_Data entries_

--------------------

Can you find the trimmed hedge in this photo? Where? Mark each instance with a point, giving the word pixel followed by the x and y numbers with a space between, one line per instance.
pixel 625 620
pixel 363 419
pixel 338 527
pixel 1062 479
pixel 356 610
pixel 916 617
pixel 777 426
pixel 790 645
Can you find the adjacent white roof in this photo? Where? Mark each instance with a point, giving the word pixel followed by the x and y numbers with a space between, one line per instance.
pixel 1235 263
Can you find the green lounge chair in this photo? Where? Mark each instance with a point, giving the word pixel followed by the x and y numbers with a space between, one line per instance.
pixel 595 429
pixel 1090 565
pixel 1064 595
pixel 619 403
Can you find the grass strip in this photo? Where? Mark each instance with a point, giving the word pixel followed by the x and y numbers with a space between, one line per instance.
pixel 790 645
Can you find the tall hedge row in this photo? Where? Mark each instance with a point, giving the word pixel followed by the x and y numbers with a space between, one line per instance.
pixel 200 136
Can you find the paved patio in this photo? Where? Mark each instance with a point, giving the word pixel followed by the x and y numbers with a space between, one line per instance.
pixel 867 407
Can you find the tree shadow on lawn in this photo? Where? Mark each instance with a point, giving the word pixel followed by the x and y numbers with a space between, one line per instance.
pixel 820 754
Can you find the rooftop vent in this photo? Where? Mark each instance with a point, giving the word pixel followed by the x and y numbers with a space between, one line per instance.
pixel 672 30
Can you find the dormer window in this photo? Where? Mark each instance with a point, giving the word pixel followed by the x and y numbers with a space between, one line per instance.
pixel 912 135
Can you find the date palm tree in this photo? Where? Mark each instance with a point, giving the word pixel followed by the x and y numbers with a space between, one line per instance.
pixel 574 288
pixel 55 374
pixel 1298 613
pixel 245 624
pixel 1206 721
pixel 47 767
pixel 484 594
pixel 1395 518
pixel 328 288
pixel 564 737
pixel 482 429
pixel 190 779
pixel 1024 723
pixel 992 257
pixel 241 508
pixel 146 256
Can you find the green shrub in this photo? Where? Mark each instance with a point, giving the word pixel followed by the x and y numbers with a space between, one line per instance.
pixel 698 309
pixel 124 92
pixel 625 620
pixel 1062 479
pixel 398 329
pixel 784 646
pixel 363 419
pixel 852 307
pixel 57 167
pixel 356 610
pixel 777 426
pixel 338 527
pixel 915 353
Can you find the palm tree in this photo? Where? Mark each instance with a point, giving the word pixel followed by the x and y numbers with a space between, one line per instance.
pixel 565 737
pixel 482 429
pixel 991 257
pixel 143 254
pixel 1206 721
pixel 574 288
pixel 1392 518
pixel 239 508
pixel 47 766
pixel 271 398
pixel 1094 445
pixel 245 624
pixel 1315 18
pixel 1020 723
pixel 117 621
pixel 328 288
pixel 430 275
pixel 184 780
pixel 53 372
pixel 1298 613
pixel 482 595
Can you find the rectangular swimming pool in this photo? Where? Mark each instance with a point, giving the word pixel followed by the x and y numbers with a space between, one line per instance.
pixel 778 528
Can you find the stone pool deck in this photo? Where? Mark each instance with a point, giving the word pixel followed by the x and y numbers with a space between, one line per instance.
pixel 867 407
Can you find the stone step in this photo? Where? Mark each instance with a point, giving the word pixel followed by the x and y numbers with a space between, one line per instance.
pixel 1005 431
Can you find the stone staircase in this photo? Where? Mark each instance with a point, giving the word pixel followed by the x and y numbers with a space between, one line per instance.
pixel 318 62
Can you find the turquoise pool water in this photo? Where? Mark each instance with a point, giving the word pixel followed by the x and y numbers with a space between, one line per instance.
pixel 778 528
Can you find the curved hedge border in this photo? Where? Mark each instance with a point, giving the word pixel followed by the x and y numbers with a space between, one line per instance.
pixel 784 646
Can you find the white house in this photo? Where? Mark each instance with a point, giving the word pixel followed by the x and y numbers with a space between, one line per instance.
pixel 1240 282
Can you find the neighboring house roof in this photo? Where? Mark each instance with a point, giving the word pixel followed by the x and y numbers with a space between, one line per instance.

--------------------

_What the task requires_
Copy out every one of the lines above, word for word and in the same order.

_Exercise output_
Can you find the trimmed hedge in this photo? Where? Mark each instance with a point, giving the word pixel followed by the x and y numbers with a space between, one line per instance.
pixel 625 620
pixel 363 419
pixel 338 527
pixel 1062 479
pixel 356 610
pixel 916 617
pixel 777 426
pixel 790 645
Can you find the adjacent white roof in this photo? Where? Mark each instance with a point, giving the word pixel followed by the x and y numbers with a space between, one line per instance.
pixel 1235 263
Can you find the green lounge chair in this photo? Where? Mark each instance with a point, giving the word pixel followed by the x and y numbers with a space between, one line per instance.
pixel 595 429
pixel 1090 565
pixel 1064 595
pixel 619 403
Can you find the grass strip in this photo? Where? Mark each instance with a point, giving the word pixel followed by the x and y numbers with a space between, one line per instance.
pixel 790 645
Can you find the tall hedge row in this photo? Where? Mark each instance with a point, giving the word pixel followed by the x and y numbers with a space between, one line per instance.
pixel 200 136
Can you find the paved patio in this photo? Where? Mark each instance with a point, giving the word pixel followed by the x and y numbers with a space between, one line per instance.
pixel 867 407
Can you find the tree shadow on lawn in this photo? Where? Mark each instance with a point, giving the word pixel followed by the x and y numbers with a space between, one line per instance.
pixel 820 754
Can you find the rooftop vent in this photo? Where? Mark each instance with a point, giving the word pixel followed by the x and y numbers with a space between, one line per instance.
pixel 672 30
Can you find the dormer window in this photo? Where? Mark each instance with a point, giving the word pixel followed by the x and y numbers with a space between, one line per instance.
pixel 912 135
Can you find the date palm tree in this photo? Where? Mark each instance with a point, giving the word pixel followed by the x and y numbers with a space between, one line per instance.
pixel 574 288
pixel 55 374
pixel 1298 613
pixel 245 624
pixel 1206 721
pixel 47 767
pixel 484 594
pixel 1395 518
pixel 328 288
pixel 564 737
pixel 482 429
pixel 190 779
pixel 1024 723
pixel 992 257
pixel 241 508
pixel 146 256
Can you find the green shrub in this photo? Where? Mark each instance with a point, giving the word pixel followed by the x and y numbers with a space between, one line per instance.
pixel 698 309
pixel 124 92
pixel 625 620
pixel 1062 479
pixel 398 329
pixel 784 646
pixel 363 419
pixel 852 307
pixel 57 167
pixel 356 610
pixel 777 426
pixel 338 527
pixel 915 353
Can you find the palm tree in this photo? Where? Mark each instance with a point, giving the word pixel followed by the x and y numbers with a space between, one line per instance.
pixel 565 737
pixel 482 429
pixel 991 257
pixel 143 254
pixel 1206 721
pixel 574 288
pixel 1392 518
pixel 239 508
pixel 47 766
pixel 271 398
pixel 1094 445
pixel 245 624
pixel 1315 18
pixel 1020 723
pixel 117 621
pixel 328 288
pixel 430 275
pixel 184 780
pixel 53 372
pixel 1298 613
pixel 482 595
Can you find the rectangular swimming pool in this photo? Where? Mark each instance with a point, giving the word pixel followed by the x and y numbers with a space between, one line per instance.
pixel 778 528
Can you find the stone pool deck in this photo? Where? Mark each instance with a point, giving the word pixel followed by the x and y numbers with a space between, one line per instance.
pixel 867 407
Can you find the stone step in this photo? Where? Mark each instance with a point, giving the word pixel followed by the x and y numbers with a space between, one line per instance.
pixel 1005 431
Can you find the stone staircase in this photo? Where? Mark each instance with a point, giving the word pixel followed by the x and y numbers with a space between, one line per instance.
pixel 318 62
Can you find the turquoise pool water in this photo? Where? Mark each instance with a point, giving the word pixel followed by the x and y numbers with a space between, one line per instance.
pixel 778 528
Can you find the curved hedge border in this photo? Where? Mark each instance with a point, giving the word pixel followed by the x and y numbers with a space between, one line per instance.
pixel 784 646
Can you find the white house in this photo? Where? Mark each instance with a point, giving the word pixel followed by the x and y numbers with a space between, one line per instance.
pixel 1240 282
Can you find the neighboring house roof in this photo? Where? Mark each instance with a point, giving the word pixel followed by the x and y numbers with a space between, one line per instance.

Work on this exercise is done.